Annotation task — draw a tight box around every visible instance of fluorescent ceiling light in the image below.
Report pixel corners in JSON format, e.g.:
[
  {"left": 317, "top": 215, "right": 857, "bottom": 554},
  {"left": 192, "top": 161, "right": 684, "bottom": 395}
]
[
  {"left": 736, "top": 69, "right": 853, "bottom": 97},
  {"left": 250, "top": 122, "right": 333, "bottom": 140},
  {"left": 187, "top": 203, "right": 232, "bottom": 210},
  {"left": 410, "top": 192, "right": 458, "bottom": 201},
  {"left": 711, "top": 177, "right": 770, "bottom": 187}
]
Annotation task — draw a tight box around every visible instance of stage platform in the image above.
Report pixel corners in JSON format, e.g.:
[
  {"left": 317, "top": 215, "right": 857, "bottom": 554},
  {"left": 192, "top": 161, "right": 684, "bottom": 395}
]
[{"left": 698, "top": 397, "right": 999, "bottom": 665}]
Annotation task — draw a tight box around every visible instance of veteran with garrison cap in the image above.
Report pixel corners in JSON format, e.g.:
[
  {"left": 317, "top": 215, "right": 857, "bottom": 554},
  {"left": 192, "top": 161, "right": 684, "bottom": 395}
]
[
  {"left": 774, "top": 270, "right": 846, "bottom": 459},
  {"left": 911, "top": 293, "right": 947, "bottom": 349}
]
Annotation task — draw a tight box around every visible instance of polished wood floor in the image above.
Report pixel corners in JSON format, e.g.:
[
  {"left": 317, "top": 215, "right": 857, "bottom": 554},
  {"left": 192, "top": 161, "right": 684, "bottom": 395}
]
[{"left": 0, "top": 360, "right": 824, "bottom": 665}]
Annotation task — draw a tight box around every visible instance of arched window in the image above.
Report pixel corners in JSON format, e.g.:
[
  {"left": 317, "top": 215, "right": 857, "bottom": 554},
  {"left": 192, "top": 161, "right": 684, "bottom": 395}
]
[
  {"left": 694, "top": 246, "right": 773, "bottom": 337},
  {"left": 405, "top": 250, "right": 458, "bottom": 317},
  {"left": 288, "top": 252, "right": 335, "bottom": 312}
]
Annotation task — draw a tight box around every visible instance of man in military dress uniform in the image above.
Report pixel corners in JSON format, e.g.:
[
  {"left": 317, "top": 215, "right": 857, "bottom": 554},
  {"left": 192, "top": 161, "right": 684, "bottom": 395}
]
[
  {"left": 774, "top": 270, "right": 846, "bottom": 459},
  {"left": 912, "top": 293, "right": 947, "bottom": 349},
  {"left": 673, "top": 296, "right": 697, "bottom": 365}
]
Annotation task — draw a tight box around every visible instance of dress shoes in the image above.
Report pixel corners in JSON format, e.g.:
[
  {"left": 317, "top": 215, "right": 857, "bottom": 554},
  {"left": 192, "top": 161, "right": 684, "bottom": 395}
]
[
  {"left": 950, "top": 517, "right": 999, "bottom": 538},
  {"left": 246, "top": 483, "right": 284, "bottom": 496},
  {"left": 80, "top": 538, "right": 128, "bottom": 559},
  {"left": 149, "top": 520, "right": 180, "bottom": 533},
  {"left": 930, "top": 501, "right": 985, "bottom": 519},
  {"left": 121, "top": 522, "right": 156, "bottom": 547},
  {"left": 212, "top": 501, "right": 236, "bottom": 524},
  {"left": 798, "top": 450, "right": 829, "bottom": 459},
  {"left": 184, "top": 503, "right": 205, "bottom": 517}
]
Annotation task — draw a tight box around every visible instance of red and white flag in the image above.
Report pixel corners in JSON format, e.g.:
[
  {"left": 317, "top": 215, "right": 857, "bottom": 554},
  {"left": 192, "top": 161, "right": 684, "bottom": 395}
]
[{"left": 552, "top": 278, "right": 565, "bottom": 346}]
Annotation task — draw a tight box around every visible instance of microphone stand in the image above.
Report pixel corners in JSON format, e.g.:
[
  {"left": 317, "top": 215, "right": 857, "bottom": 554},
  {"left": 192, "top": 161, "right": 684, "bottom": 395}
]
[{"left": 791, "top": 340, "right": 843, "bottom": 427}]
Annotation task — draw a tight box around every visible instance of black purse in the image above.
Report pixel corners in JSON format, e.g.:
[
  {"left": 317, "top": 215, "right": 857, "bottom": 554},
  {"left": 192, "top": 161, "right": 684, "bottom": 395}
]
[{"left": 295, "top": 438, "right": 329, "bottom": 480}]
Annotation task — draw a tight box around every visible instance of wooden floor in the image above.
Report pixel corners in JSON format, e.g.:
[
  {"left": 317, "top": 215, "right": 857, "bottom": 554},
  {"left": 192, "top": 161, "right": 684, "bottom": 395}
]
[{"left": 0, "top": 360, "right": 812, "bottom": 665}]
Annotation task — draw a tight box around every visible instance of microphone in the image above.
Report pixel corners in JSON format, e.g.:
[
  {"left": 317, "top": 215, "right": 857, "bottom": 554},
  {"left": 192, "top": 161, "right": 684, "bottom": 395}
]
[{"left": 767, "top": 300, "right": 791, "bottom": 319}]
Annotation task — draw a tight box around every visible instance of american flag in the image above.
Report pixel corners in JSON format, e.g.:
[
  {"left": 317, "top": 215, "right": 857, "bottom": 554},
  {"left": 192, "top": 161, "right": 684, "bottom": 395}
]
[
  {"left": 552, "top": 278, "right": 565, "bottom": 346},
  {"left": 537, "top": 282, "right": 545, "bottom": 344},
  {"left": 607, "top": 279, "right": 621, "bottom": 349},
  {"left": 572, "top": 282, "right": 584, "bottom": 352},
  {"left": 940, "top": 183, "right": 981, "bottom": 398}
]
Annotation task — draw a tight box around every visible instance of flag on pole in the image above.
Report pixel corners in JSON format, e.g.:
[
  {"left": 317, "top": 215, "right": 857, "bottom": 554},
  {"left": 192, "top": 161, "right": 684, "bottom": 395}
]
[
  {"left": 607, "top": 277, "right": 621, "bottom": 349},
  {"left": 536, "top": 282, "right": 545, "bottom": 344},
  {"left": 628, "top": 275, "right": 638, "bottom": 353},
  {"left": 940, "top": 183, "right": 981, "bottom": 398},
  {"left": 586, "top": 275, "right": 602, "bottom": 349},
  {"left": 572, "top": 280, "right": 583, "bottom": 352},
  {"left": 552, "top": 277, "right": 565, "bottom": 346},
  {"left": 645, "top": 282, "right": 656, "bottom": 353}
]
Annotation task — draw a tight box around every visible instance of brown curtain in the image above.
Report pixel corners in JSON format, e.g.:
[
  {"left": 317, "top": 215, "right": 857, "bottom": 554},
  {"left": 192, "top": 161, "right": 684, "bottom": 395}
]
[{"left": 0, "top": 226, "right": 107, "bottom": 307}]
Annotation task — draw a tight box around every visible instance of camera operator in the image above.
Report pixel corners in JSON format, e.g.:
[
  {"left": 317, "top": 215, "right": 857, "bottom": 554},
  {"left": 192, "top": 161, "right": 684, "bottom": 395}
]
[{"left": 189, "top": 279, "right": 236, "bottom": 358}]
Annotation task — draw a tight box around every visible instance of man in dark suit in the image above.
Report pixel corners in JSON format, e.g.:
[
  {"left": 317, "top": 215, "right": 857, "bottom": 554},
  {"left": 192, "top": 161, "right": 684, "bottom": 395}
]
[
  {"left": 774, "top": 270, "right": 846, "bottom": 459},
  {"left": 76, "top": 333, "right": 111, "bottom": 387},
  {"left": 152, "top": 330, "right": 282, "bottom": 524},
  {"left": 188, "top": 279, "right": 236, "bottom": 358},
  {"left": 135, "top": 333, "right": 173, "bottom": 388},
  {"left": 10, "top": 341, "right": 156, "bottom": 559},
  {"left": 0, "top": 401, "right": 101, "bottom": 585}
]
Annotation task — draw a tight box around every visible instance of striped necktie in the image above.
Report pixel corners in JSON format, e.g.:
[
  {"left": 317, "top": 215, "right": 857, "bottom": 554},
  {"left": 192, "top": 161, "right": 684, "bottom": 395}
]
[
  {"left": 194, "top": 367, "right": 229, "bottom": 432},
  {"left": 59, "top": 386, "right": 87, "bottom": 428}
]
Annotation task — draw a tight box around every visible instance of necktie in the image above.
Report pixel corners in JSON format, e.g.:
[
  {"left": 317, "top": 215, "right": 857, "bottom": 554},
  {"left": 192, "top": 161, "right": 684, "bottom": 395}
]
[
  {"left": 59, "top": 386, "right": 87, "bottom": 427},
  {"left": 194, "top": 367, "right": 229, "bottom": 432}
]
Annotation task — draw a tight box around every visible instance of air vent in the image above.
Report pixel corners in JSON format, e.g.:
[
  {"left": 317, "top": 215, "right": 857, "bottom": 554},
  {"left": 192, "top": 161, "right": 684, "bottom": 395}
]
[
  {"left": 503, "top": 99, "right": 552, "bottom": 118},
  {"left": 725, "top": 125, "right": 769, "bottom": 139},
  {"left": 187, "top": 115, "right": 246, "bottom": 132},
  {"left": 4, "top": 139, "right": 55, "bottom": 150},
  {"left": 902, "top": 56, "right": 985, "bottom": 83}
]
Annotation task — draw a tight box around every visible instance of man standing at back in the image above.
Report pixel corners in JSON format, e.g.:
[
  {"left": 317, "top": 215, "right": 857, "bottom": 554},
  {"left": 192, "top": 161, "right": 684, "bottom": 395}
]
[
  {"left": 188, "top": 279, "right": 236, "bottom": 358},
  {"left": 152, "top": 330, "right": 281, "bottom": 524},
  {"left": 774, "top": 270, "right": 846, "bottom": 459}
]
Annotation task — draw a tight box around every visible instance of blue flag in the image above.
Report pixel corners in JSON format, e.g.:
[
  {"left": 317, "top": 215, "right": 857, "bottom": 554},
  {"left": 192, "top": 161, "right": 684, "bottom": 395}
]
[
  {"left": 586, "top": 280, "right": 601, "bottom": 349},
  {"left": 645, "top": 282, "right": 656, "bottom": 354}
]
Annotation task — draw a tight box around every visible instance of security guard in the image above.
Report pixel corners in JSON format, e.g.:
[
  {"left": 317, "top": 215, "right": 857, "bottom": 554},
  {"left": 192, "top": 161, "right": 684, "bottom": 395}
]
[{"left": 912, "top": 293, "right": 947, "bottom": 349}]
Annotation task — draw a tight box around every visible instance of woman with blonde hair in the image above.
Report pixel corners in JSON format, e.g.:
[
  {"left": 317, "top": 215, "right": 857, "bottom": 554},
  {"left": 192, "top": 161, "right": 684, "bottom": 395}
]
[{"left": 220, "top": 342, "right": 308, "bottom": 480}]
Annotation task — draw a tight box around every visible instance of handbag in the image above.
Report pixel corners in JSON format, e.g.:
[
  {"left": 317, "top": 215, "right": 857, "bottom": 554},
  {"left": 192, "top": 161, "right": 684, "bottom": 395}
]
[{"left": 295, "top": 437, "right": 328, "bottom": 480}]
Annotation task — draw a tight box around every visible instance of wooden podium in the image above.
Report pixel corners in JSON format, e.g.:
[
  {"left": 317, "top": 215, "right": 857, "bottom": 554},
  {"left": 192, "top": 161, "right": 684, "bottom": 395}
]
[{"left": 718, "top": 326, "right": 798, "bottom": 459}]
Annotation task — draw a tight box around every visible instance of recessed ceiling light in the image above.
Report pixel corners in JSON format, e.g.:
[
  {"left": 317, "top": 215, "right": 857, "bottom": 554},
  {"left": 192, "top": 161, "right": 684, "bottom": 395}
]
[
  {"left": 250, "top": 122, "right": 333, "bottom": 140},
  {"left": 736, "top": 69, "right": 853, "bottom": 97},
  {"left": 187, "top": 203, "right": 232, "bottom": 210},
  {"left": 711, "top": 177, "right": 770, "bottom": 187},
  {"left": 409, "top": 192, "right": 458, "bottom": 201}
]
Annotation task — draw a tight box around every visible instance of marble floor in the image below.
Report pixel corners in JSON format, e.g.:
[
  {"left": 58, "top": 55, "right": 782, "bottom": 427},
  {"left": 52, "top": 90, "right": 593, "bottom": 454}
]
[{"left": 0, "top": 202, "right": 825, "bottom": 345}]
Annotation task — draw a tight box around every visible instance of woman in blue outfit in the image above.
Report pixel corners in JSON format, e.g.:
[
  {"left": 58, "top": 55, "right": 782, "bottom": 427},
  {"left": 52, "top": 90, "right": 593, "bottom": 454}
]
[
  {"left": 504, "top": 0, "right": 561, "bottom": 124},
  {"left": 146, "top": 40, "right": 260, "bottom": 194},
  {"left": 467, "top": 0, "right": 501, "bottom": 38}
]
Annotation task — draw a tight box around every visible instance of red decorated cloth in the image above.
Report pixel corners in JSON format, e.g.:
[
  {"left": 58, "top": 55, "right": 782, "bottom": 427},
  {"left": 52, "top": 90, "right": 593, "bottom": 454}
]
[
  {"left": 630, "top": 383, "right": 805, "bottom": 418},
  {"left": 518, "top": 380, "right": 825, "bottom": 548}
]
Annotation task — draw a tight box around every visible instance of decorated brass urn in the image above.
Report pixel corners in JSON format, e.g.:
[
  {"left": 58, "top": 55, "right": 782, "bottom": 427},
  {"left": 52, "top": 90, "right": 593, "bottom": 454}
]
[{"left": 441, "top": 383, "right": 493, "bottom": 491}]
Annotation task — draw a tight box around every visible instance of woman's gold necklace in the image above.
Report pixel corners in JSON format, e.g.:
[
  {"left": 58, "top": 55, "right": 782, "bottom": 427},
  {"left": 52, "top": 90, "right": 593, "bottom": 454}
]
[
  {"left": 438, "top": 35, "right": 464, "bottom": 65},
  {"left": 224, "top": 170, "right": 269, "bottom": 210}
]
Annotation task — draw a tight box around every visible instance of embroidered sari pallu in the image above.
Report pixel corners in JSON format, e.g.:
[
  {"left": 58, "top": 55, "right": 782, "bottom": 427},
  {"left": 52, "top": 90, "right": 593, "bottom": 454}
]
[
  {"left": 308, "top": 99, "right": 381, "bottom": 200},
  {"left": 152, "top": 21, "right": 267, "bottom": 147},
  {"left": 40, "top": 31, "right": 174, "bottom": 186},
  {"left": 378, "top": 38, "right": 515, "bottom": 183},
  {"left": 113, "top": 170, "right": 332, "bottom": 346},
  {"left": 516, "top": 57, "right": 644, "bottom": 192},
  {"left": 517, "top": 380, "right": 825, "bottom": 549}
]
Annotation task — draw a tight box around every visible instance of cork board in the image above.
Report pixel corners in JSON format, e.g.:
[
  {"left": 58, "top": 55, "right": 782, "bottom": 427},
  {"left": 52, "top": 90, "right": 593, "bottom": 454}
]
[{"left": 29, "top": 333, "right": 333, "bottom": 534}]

..........

Pull out every line of the entries above that contains the word "decorated".

Annotation task — draw a tight box around every visible instance of red decorated cloth in the image above.
Annotation task — draw a tight box around every visible instance of decorated brass urn in the image above.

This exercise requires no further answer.